# [WHAT IS BEING ASKED]
Retype the material below line for line, keeping every character unchanged.

--- BEGIN PROVIDED DATA ---

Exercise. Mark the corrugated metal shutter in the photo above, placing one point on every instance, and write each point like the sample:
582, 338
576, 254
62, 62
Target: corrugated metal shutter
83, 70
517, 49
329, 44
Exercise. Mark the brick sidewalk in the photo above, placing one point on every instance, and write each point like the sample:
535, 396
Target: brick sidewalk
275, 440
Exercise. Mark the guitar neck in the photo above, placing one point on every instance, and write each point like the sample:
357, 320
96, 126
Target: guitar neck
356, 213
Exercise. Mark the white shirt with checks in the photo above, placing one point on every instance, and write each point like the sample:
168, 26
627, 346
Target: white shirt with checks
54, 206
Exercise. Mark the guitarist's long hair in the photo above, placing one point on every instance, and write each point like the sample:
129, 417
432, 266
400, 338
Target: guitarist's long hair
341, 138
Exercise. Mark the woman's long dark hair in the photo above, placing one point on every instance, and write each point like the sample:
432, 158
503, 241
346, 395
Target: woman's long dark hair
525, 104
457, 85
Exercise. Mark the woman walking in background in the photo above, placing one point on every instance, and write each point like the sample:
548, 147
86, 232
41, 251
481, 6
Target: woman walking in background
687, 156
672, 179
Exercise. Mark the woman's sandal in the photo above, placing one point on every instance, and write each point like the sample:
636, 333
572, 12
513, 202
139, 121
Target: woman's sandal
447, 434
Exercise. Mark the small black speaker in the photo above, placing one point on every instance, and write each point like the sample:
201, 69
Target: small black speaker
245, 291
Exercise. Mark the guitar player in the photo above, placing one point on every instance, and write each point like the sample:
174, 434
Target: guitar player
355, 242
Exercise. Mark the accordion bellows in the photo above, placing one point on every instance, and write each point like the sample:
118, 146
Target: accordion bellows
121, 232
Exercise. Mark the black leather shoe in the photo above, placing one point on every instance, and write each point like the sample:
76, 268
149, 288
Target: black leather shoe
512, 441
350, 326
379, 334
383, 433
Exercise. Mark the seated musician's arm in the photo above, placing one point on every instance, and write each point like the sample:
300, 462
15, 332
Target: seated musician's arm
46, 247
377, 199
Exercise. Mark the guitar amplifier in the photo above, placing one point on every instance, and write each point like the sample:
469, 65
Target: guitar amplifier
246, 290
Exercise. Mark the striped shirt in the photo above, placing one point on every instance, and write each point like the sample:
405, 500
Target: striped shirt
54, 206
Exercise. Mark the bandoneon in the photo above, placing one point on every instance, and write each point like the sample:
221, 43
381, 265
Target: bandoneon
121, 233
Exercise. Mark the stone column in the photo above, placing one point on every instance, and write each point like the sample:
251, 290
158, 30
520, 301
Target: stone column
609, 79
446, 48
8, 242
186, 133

--- END PROVIDED DATA ---

# [OUTPUT BELOW]
Exercise. Mark the corrugated metal shutter in the photo above, placing one point on every instance, and write each point like the sample:
582, 338
576, 254
62, 62
Target: corrugated metal shutter
83, 70
517, 49
329, 44
Exercise. Mark the brick sidewalk in the photo above, placing one point on every instance, and write each point like the sample:
535, 396
Target: brick sidewalk
275, 440
Exercise. Mark the guitar neck in the photo above, placing one point on every instance, and write each point like the sample:
357, 320
96, 126
Target: guitar neck
356, 213
Exercise. Mark the white shirt with checks in the photo above, placing one point on every instance, and write each point like the sample:
168, 26
627, 346
Target: white shirt with checks
54, 206
Exercise. Mark the guitarist's long hair in the photo above, placing one point on every instance, and write each point like the sample:
129, 417
432, 266
400, 338
Target: guitarist's long hair
341, 138
Exercise. Mark the woman's long dark hair in the photo above, placing one point on every instance, and write each point like the sample:
432, 158
503, 241
346, 395
Target: woman's long dark hair
525, 104
457, 85
Exercise. Mark the woman walking in background in the photo above, placing one point on every instance, and write each point like the sample:
548, 147
86, 232
41, 251
481, 6
Target: woman walking in background
687, 156
672, 179
Exercise. Mark the woman's sandal in the photo above, placing one point on every instance, and write each point like the sample:
636, 333
572, 12
513, 202
139, 121
Target: woman's sandal
447, 434
Exercise. Mark the small black speaker in the photo above, placing one point on every instance, and write each point like the sample:
201, 69
Target: small black speaker
245, 291
Exercise. Mark the guitar player in the photo above, placing one point on every instance, and write each point like the sample:
174, 434
Target: guitar player
355, 242
Exercise. Mark the accordion bellows in the photo above, placing one point on every instance, and write each point like the sample:
118, 146
Target: accordion bellows
121, 232
Exercise. Mark the black leather shoe in the photo above, placing one point on every instance, and write each point like the sample:
76, 268
149, 288
Target: black leather shoe
512, 441
350, 326
379, 334
383, 433
Exercise. Mark the seated musician's arm in the photo above, placing one point on every instance, and write each point like the sample:
300, 462
15, 332
Target: seated musician's arm
46, 247
377, 199
Exercise. Mark the guitar amplifier in the photo above, placing one point on every instance, and write each point like the sample:
469, 65
Target: guitar amplifier
246, 290
Exercise. Mark the striped shirt in the photo above, placing one point on every instance, and write each point like the sample:
405, 500
Target: striped shirt
54, 206
Exercise. Mark the bandoneon in the photo above, placing one point on every instance, and write each point like the sample:
221, 43
381, 265
Target: bandoneon
121, 233
Exercise. Mark the stone column in the photo above, placing one point on every instance, and write each point like the sample:
251, 290
158, 30
520, 301
Target: stone column
609, 79
446, 48
8, 242
186, 133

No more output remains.